(Description of the task)
Copy out the stretch of the records from their start through the line containing "276), (396, 271)]", including both ends, and leave the pictures out of your answer.

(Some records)

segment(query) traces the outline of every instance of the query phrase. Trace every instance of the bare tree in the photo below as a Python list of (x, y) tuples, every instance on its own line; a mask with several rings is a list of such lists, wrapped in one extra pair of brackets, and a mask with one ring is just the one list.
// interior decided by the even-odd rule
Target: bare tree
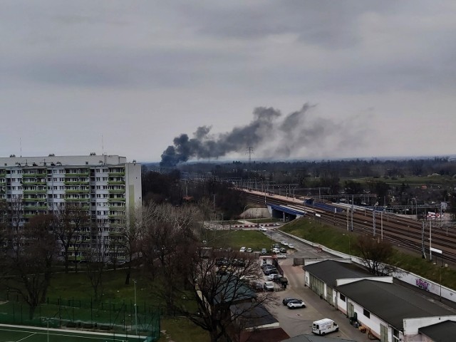
[(396, 267), (388, 264), (394, 252), (388, 242), (378, 241), (371, 235), (361, 235), (355, 248), (360, 252), (364, 266), (373, 274), (383, 276), (396, 271)]
[(56, 214), (53, 230), (62, 247), (65, 273), (68, 273), (71, 252), (73, 252), (75, 271), (78, 271), (78, 254), (83, 236), (89, 223), (88, 210), (83, 207), (67, 204)]
[(151, 204), (143, 212), (141, 255), (147, 274), (160, 284), (160, 293), (168, 309), (175, 294), (185, 286), (187, 264), (197, 241), (199, 215), (192, 206), (175, 207)]
[[(182, 304), (178, 309), (194, 323), (207, 331), (211, 341), (226, 336), (234, 321), (242, 328), (251, 311), (275, 305), (277, 301), (274, 292), (253, 291), (251, 281), (261, 277), (259, 264), (254, 257), (239, 259), (243, 254), (225, 252), (225, 264), (231, 266), (217, 266), (219, 254), (203, 254), (199, 249), (190, 263), (187, 280), (190, 289), (187, 293), (191, 294), (198, 310), (190, 311)], [(264, 314), (269, 313), (265, 311)]]
[(95, 301), (103, 297), (103, 276), (108, 260), (108, 247), (105, 243), (103, 232), (105, 224), (98, 222), (92, 226), (90, 244), (84, 251), (87, 276), (88, 277)]
[(38, 214), (24, 227), (10, 230), (8, 281), (10, 291), (16, 292), (28, 304), (31, 318), (35, 309), (44, 301), (57, 259), (58, 247), (51, 232), (54, 217)]
[(142, 236), (143, 210), (142, 207), (130, 209), (128, 220), (120, 228), (123, 252), (125, 257), (125, 285), (130, 284), (132, 268), (139, 261), (139, 241)]

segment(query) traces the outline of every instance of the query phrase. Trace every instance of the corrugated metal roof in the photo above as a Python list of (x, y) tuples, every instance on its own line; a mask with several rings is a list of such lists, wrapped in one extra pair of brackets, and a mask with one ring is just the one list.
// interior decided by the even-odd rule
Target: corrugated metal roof
[(435, 342), (453, 342), (456, 336), (456, 322), (445, 321), (425, 328), (418, 332), (425, 335)]
[(304, 266), (304, 269), (333, 288), (336, 286), (336, 279), (375, 276), (358, 266), (333, 260), (325, 260), (307, 265)]
[(403, 330), (404, 318), (456, 314), (456, 310), (394, 283), (360, 280), (336, 289), (398, 330)]

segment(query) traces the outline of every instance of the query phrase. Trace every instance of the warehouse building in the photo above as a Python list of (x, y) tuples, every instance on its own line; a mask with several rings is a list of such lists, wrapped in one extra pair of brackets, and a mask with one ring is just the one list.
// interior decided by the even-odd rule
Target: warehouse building
[(456, 309), (424, 291), (391, 276), (370, 276), (343, 261), (314, 261), (304, 268), (306, 285), (373, 338), (382, 342), (454, 341)]

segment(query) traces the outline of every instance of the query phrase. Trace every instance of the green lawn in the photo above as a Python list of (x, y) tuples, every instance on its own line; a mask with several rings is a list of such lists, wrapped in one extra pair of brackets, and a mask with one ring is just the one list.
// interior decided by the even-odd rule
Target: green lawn
[(259, 230), (217, 230), (207, 231), (207, 246), (212, 247), (231, 247), (239, 251), (242, 247), (251, 247), (254, 251), (259, 252), (262, 248), (269, 249), (270, 237)]
[(0, 326), (0, 342), (142, 342), (144, 337), (114, 333), (83, 333), (68, 330)]

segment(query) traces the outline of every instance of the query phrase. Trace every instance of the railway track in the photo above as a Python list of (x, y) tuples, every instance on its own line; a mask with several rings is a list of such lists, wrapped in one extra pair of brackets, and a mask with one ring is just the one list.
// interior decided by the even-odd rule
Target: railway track
[[(361, 234), (369, 234), (418, 253), (424, 250), (428, 256), (430, 239), (430, 247), (442, 251), (438, 255), (432, 253), (433, 259), (456, 263), (456, 232), (452, 229), (442, 229), (438, 222), (417, 221), (395, 214), (359, 209), (353, 210), (352, 220), (351, 210), (346, 206), (343, 207), (343, 212), (335, 213), (299, 204), (296, 199), (265, 196), (264, 193), (254, 192), (246, 192), (246, 194), (251, 201), (286, 205), (305, 211), (308, 216), (315, 217), (318, 214), (318, 219), (322, 222)], [(301, 202), (303, 203), (304, 200)], [(337, 206), (336, 204), (332, 205)]]

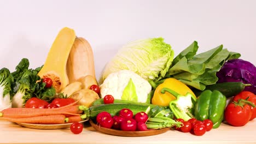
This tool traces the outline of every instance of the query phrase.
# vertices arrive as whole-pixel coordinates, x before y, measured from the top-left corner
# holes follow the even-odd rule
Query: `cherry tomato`
[[[33,97],[27,100],[25,107],[26,108],[44,109],[45,106],[48,104],[48,102],[45,100]]]
[[[251,106],[245,104],[240,106],[233,103],[230,103],[224,111],[226,121],[230,125],[236,127],[245,125],[250,120],[252,115]]]
[[[49,88],[53,85],[53,80],[49,77],[45,77],[43,79],[43,82],[45,83],[45,87]]]
[[[201,136],[206,132],[206,128],[203,124],[195,124],[194,126],[193,132],[195,135]]]
[[[182,119],[182,118],[177,118],[177,119],[176,119],[176,121],[181,122],[182,123],[182,126],[183,125],[183,123],[184,122],[184,119]],[[175,128],[175,129],[176,129],[177,130],[179,130],[181,129],[181,128],[178,128],[176,126],[175,126],[174,128]]]
[[[75,102],[75,100],[71,98],[55,98],[53,100],[53,101],[51,101],[51,104],[56,105],[58,107],[62,107],[65,105],[71,104],[74,102]]]
[[[114,97],[110,94],[105,95],[103,98],[104,104],[113,104],[114,103]]]
[[[112,117],[103,116],[101,118],[100,125],[102,127],[110,129],[114,124],[114,121]]]
[[[181,127],[180,129],[181,131],[183,133],[188,133],[192,129],[192,125],[189,122],[185,121],[183,122],[183,126]]]
[[[133,112],[129,109],[124,108],[119,111],[119,116],[125,119],[132,118],[133,117]]]
[[[79,134],[83,131],[83,125],[82,123],[74,122],[70,125],[70,130],[74,134]]]
[[[240,99],[247,100],[248,101],[252,102],[252,103],[253,103],[254,105],[256,105],[256,95],[251,92],[241,92],[234,97],[233,100],[238,101],[238,99]],[[250,121],[256,117],[256,107],[253,107],[251,106],[251,109],[253,111],[253,113],[251,118],[250,118]]]
[[[54,109],[57,107],[58,107],[58,106],[52,103],[49,104],[44,107],[45,109]]]
[[[203,120],[202,122],[206,128],[207,131],[209,131],[212,129],[212,127],[213,127],[213,123],[212,123],[212,121],[209,119],[206,119]]]
[[[107,111],[102,111],[100,112],[96,116],[96,122],[98,123],[101,123],[102,118],[103,117],[111,117],[111,115]]]
[[[96,92],[96,93],[99,94],[101,92],[101,89],[99,86],[96,85],[92,85],[90,87],[90,89]]]

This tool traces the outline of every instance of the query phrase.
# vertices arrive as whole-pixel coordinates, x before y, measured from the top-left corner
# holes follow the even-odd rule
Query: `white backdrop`
[[[43,64],[59,31],[74,29],[94,52],[98,78],[126,43],[161,37],[175,56],[194,40],[199,52],[223,44],[256,64],[256,1],[0,0],[0,68],[22,58]]]

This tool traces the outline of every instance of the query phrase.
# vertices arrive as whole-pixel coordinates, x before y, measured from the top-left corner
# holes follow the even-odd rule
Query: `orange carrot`
[[[66,123],[74,123],[82,121],[80,116],[72,116],[65,118]]]
[[[14,108],[13,108],[14,109]],[[22,109],[22,108],[19,108]],[[19,111],[20,109],[18,109],[16,111],[9,111],[8,112],[0,112],[0,117],[9,117],[9,118],[27,118],[27,117],[38,117],[38,116],[48,116],[48,115],[63,115],[67,116],[73,116],[73,115],[79,115],[78,113],[70,113],[65,111],[44,111],[42,109],[42,111],[33,111],[31,109],[34,110],[35,109],[33,108],[23,108],[23,109],[29,109],[27,111]]]
[[[7,120],[17,123],[63,124],[65,118],[65,116],[63,115],[55,115],[19,118],[0,117],[0,120]]]

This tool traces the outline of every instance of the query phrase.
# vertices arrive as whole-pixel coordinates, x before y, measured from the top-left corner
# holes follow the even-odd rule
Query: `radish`
[[[121,130],[124,131],[135,131],[137,129],[137,122],[133,118],[128,118],[121,123]]]
[[[121,116],[114,116],[113,117],[114,123],[112,128],[115,129],[120,129],[121,127],[121,123],[125,119]]]
[[[144,112],[138,112],[134,116],[134,119],[137,122],[146,123],[148,120],[148,115]]]
[[[124,108],[120,111],[119,116],[123,117],[125,119],[132,118],[133,117],[133,113],[131,110]]]
[[[111,115],[107,111],[101,112],[97,115],[96,122],[98,123],[101,123],[102,118],[104,116],[111,117]]]
[[[101,122],[100,125],[106,128],[110,128],[114,123],[114,121],[112,117],[108,116],[103,116],[101,118]]]
[[[143,122],[138,122],[137,123],[137,130],[143,131],[148,130],[147,124]]]

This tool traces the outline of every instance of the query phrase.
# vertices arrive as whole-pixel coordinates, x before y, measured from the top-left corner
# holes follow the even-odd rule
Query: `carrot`
[[[80,122],[81,121],[82,121],[82,119],[80,116],[72,116],[65,118],[66,123],[74,123]]]
[[[65,116],[63,115],[55,115],[32,117],[28,118],[14,118],[10,117],[0,117],[0,120],[7,120],[17,123],[33,123],[33,124],[63,124]]]
[[[21,109],[21,108],[20,108]],[[32,109],[33,108],[23,108],[23,109]],[[78,113],[73,113],[67,112],[65,111],[33,111],[31,110],[28,110],[27,111],[19,111],[18,109],[16,111],[9,111],[9,112],[0,112],[0,117],[9,117],[9,118],[27,118],[33,117],[43,116],[48,115],[63,115],[67,116],[73,116],[73,115],[79,115]],[[44,109],[42,109],[44,110]]]

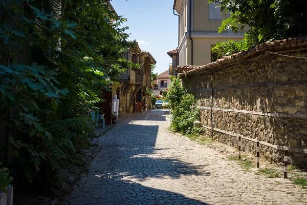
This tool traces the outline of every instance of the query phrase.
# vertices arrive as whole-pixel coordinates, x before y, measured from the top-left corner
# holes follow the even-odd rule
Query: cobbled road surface
[[[246,171],[168,131],[165,110],[133,114],[99,138],[102,150],[62,204],[306,204],[287,179]]]

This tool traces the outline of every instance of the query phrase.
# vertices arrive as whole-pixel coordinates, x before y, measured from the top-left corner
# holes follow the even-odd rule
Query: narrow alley
[[[304,204],[306,190],[246,171],[169,131],[168,111],[134,114],[99,138],[102,150],[62,204]],[[285,181],[287,181],[287,182]]]

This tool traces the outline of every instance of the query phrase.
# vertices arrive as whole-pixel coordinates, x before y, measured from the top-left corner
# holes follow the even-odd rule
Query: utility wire
[[[255,60],[255,61],[251,66],[251,67],[250,68],[249,68],[248,69],[247,69],[246,70],[246,71],[245,71],[242,75],[240,75],[239,77],[237,77],[236,78],[235,78],[235,79],[234,79],[232,81],[229,81],[229,82],[224,82],[224,83],[229,83],[234,82],[235,80],[237,80],[238,79],[239,79],[239,78],[240,78],[241,77],[242,77],[243,75],[244,75],[244,74],[245,73],[246,73],[247,72],[247,71],[248,71],[249,70],[251,70],[253,68],[253,66],[254,65],[254,64],[255,64],[256,63],[256,62],[257,62],[257,61],[258,60],[258,59],[259,59],[259,58],[260,57],[260,56],[261,56],[261,55],[262,54],[264,51],[264,50],[262,50],[262,51],[261,52],[260,55],[259,56],[258,56],[258,57],[257,58],[257,59],[256,59],[256,60]]]
[[[273,52],[271,52],[271,51],[268,51],[268,52],[269,53],[273,53],[273,54],[282,55],[283,56],[287,56],[287,57],[295,57],[295,58],[304,58],[304,59],[307,59],[307,57],[293,56],[292,56],[292,55],[288,55],[281,54],[280,53],[274,53]]]

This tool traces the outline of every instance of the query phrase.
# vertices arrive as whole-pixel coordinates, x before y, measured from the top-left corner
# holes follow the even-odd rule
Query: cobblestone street
[[[165,110],[133,114],[99,139],[102,150],[62,204],[306,204],[288,179],[246,171],[168,131]]]

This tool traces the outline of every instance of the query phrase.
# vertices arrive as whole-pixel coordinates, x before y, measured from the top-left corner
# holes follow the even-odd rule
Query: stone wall
[[[303,48],[282,53],[307,57]],[[206,133],[211,136],[213,127],[213,138],[232,146],[243,136],[243,150],[254,154],[258,140],[260,156],[276,162],[285,147],[299,148],[289,150],[291,160],[307,168],[307,59],[265,51],[210,70],[183,79],[201,109]]]

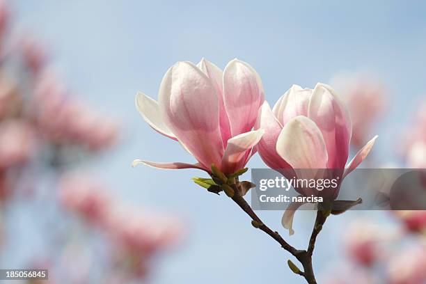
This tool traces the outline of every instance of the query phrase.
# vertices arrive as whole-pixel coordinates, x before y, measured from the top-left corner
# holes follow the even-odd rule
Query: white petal
[[[175,135],[164,123],[157,101],[143,93],[138,92],[135,104],[139,113],[151,127],[167,137],[177,140]]]
[[[229,139],[223,153],[222,171],[232,173],[243,168],[251,149],[260,141],[264,133],[263,129],[253,130]]]
[[[171,163],[157,163],[155,161],[144,161],[141,159],[135,159],[132,163],[132,166],[135,167],[137,165],[146,165],[152,168],[164,168],[168,170],[177,170],[180,168],[198,168],[200,170],[208,171],[201,166],[200,164],[187,164],[180,163],[178,161]]]

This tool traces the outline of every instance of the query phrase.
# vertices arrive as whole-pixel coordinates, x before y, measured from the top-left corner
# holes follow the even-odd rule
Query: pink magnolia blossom
[[[426,123],[425,124],[426,127]],[[426,130],[423,129],[426,136]],[[413,142],[407,149],[406,160],[411,168],[426,168],[426,137]]]
[[[106,223],[111,200],[101,183],[74,173],[63,176],[58,188],[60,200],[66,208],[91,223],[102,226]]]
[[[393,211],[409,232],[426,234],[426,210]]]
[[[6,0],[0,0],[0,47],[3,48],[4,38],[9,24],[10,11]],[[1,50],[3,52],[3,50]]]
[[[331,82],[349,109],[353,124],[351,143],[361,147],[387,106],[386,90],[378,79],[363,74],[336,76]]]
[[[91,150],[116,143],[118,123],[70,97],[68,93],[48,72],[38,79],[36,117],[42,132],[55,143],[81,145]]]
[[[426,282],[426,247],[424,244],[402,248],[389,262],[387,283],[424,284]]]
[[[256,129],[265,132],[256,147],[270,168],[284,175],[296,175],[307,179],[320,178],[322,175],[332,172],[340,182],[364,160],[377,138],[370,140],[345,167],[352,123],[340,97],[323,84],[317,84],[313,90],[293,85],[272,110],[265,102],[259,111]],[[303,196],[321,196],[333,200],[339,189],[295,189]],[[283,225],[290,234],[293,232],[294,212],[303,204],[290,204],[283,216]]]
[[[23,35],[17,44],[29,69],[35,74],[39,74],[47,60],[45,48],[29,34]]]
[[[22,97],[16,84],[0,75],[0,120],[17,116],[22,109]]]
[[[32,127],[21,120],[0,123],[0,171],[28,161],[36,147]]]
[[[332,263],[326,269],[324,280],[321,283],[325,284],[376,284],[377,279],[370,273],[370,271],[346,263],[341,260]]]
[[[248,64],[231,61],[222,72],[205,59],[178,62],[164,75],[159,102],[139,93],[136,108],[154,129],[176,140],[198,161],[155,163],[162,168],[199,168],[214,164],[225,173],[243,168],[263,134],[253,130],[264,101],[260,78]]]
[[[358,264],[373,265],[383,256],[384,244],[390,239],[388,229],[365,220],[353,221],[345,232],[347,254]]]
[[[123,205],[111,208],[106,226],[120,246],[143,257],[175,243],[182,228],[177,217]]]

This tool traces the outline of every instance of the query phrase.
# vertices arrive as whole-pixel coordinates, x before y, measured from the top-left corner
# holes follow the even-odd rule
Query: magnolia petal
[[[312,89],[293,85],[283,95],[272,111],[281,125],[297,116],[308,116],[308,106],[312,92]]]
[[[255,129],[262,129],[265,134],[256,145],[260,158],[271,168],[283,169],[291,166],[276,152],[276,142],[283,127],[277,120],[267,102],[259,109]]]
[[[166,73],[159,105],[168,128],[208,168],[220,164],[223,146],[217,94],[210,79],[190,62],[178,62]]]
[[[229,139],[223,153],[222,171],[232,173],[242,168],[251,149],[259,142],[264,133],[263,129],[253,130]]]
[[[158,102],[143,93],[138,92],[135,104],[145,121],[157,132],[173,140],[178,140],[163,121]]]
[[[352,123],[349,111],[329,86],[317,84],[309,103],[308,117],[322,133],[329,155],[328,168],[342,170],[349,155]]]
[[[304,202],[292,202],[290,203],[283,214],[281,219],[281,225],[283,227],[288,230],[288,235],[292,235],[294,234],[293,230],[293,219],[294,218],[294,214],[299,207],[306,203]]]
[[[157,163],[155,161],[135,159],[132,163],[132,166],[135,167],[141,164],[149,166],[152,168],[164,168],[168,170],[177,170],[180,168],[198,168],[199,170],[205,171],[208,173],[208,171],[207,171],[206,168],[203,168],[203,166],[200,164],[187,164],[180,162]]]
[[[350,172],[356,168],[358,166],[359,166],[360,164],[363,162],[364,159],[365,159],[367,155],[368,155],[368,153],[370,153],[370,151],[372,148],[372,146],[374,145],[374,142],[376,142],[376,139],[377,139],[377,137],[379,136],[376,135],[372,139],[368,141],[367,144],[365,144],[364,147],[363,147],[361,150],[358,152],[358,153],[356,153],[355,157],[354,157],[352,160],[349,163],[347,167],[345,170],[343,178],[349,175]]]
[[[306,116],[297,116],[284,125],[276,152],[293,168],[326,168],[327,151],[321,130]]]
[[[248,64],[231,61],[223,71],[223,100],[232,136],[249,132],[265,100],[260,77]]]
[[[225,103],[223,102],[223,72],[219,67],[205,58],[201,59],[197,64],[197,67],[209,77],[216,89],[219,104],[219,123],[222,143],[223,143],[223,148],[226,148],[228,140],[231,137],[231,134],[229,118],[225,110]]]

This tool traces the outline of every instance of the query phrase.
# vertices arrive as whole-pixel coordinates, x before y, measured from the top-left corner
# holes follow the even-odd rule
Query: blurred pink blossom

(Result for this exercise)
segment(query) traces the outline of every instance of the query phrase. Trace every instance of the bare tree in the photo below as a Python list of (x, y) tuples, every instance on its own line; a mask with several rings is a list of such lists, wrapped in one extra pair of brackets, and a mask with one ring is just the one list.
// interior decided by the even-odd rule
Target: bare tree
[(396, 267), (388, 264), (394, 252), (388, 242), (378, 241), (371, 235), (361, 235), (355, 248), (360, 252), (364, 266), (373, 274), (383, 276), (396, 271)]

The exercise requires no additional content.